» Documentfragment:
ECLI:NL:CBB:2023:354
College van Beroep voor het bedrijfsleven
- Eerste aanleg - enkelvoudig
- Rechtspraak.nl
Afwijzing subsidieaanvraag op grond van de Regeling subsidie vaste lasten financiering COVID-19 (TVL) voor MKB-ondernemingen
In deze uitspraak van het College van Beroep voor het bedrijfsleven op 11 juli 2023, zaaknummer 21/1020, is het beroep van een onderneming tegen de afwijzing van haar subsidieaanvraag op grond van de Regeling subsidie vaste lasten financiering COVID-19 (TVL) voor het vierde kwartaal van 2020 ongegrond verklaard. De minister van Economische Zaken en Klimaat had de aanvraag afgewezen omdat de onderneming niet voldeed aan de voorwaarden van de regeling, met name dat het omzetverlies ten minste 30% moest bedragen en de vaste lasten minimaal € 3.000,- moesten zijn. De onderneming had aangevoerd dat er onjuistheden waren in de omzetgegevens die de minister had gebruikt voor de beoordeling van de aanvraag. Ze had een suppletieaangifte ingediend, maar de minister stelde dat deze was ingetrokken door de Belastingdienst vanwege tegenstrijdigheden in de aangiften over 2019. De onderneming had geen bewijs kunnen leveren dat de suppletieaangifte correct was en dat de omzet in de referentieperiode daadwerkelijk hoger was dan de door de minister aangenomen omzet van € 0,-.
Het College oordeelde dat de minister terecht geen rekening had gehouden met de suppletieaangifte, omdat deze niet zichtbaar was voor de minister en de onderneming niet had aangetoond dat de oorspronkelijke aangifte omzetbelasting onjuist was. De uitspraak benadrukt het belang van correcte en tijdige aangiften voor het verkrijgen van subsidies en bevestigt dat de minister zich kan baseren op de gegevens die bij de Belastingdienst bekend zijn. De conclusie was dat de onderneming niet voldeed aan de voorwaarden voor de subsidie en dat het beroep ongegrond werd verklaard.

» Studiemateriaal:
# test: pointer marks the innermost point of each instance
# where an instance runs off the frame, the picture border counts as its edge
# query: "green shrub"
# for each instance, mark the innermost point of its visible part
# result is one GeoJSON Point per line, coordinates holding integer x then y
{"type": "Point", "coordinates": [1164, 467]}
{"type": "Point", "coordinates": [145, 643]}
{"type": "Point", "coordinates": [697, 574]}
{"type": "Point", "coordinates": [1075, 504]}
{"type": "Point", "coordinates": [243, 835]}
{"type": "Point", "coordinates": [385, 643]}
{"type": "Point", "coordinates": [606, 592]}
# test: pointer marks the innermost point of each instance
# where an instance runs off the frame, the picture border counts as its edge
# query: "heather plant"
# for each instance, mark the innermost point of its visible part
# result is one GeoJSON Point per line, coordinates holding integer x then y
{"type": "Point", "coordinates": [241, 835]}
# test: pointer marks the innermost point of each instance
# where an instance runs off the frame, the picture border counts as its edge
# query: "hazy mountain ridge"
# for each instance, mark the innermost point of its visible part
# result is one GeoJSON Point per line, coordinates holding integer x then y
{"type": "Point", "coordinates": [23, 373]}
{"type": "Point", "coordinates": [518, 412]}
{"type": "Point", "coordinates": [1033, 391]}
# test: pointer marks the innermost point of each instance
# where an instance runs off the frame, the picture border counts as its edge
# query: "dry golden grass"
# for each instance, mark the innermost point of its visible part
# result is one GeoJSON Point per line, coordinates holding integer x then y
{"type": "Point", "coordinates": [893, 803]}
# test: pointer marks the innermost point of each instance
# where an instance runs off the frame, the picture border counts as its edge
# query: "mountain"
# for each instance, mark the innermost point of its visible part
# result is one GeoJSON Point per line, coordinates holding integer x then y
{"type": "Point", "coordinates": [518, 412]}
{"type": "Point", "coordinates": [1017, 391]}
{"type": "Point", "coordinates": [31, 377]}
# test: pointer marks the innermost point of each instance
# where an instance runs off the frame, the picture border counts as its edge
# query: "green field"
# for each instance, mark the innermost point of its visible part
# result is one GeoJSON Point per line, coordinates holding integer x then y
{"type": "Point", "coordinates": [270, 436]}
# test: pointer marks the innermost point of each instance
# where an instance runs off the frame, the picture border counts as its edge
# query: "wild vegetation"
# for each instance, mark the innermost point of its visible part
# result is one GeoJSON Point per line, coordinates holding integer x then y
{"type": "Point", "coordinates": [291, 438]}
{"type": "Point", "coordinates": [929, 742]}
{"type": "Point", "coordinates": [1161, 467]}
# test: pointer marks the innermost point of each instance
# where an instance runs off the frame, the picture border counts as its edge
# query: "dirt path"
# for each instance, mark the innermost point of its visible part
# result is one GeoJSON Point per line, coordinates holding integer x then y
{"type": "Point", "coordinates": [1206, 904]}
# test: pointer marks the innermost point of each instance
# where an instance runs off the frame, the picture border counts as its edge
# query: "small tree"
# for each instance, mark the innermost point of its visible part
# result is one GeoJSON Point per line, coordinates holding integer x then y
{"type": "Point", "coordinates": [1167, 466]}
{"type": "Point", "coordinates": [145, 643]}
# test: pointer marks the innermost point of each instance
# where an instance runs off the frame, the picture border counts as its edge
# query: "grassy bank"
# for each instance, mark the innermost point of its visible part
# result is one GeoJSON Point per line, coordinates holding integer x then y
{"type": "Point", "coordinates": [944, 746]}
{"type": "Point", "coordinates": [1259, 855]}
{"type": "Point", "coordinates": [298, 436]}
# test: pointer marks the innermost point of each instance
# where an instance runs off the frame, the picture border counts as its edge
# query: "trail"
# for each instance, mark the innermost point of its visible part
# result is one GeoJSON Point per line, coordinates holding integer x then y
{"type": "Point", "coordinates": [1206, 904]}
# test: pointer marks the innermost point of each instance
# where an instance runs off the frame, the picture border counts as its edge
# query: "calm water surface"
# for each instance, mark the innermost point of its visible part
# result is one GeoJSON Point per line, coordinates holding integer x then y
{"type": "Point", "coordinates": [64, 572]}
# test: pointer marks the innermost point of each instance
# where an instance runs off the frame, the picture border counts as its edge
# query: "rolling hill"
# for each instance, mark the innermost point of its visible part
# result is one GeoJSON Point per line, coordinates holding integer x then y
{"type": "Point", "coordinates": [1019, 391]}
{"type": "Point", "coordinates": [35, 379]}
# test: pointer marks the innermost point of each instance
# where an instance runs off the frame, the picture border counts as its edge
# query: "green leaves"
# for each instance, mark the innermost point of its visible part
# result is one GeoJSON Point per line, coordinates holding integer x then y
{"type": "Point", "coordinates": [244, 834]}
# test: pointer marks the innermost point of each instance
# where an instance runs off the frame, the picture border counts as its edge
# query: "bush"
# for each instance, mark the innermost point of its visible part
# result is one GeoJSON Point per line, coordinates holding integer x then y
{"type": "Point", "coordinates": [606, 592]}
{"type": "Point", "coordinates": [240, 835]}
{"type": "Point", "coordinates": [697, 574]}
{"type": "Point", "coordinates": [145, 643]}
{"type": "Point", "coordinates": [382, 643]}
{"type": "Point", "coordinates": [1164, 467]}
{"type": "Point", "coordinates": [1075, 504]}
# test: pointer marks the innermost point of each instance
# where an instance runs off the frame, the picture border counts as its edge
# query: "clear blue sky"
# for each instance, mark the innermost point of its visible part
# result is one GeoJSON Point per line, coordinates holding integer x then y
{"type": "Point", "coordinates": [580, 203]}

» Opgave 1: Neem uit de uitspraak over de TVL-subsidie het stuk van "Het College oordeelde" tot en met "ongegrond werd verklaard." letterlijk over.
» Opgave 2: Waarom hield de minister volgens het College terecht geen rekening met de suppletieaangifte? Geef de reden die de uitspraak over de TVL-subsidie noemt, in één tot drie zinnen.

» Resultaat 1:
Het College oordeelde dat de minister terecht geen rekening had gehouden met de suppletieaangifte, omdat deze niet zichtbaar was voor de minister en de onderneming niet had aangetoond dat de oorspronkelijke aangifte omzetbelasting onjuist was. De uitspraak benadrukt het belang van correcte en tijdige aangiften voor het verkrijgen van subsidies en bevestigt dat de minister zich kan baseren op de gegevens die bij de Belastingdienst bekend zijn. De conclusie was dat de onderneming niet voldeed aan de voorwaarden voor de subsidie en dat het beroep ongegrond werd verklaard.

» Resultaat 2: De suppletieaangifte was niet zichtbaar voor de minister. Bovendien had de onderneming niet aangetoond dat de oorspronkelijke aangifte omzetbelasting onjuist was.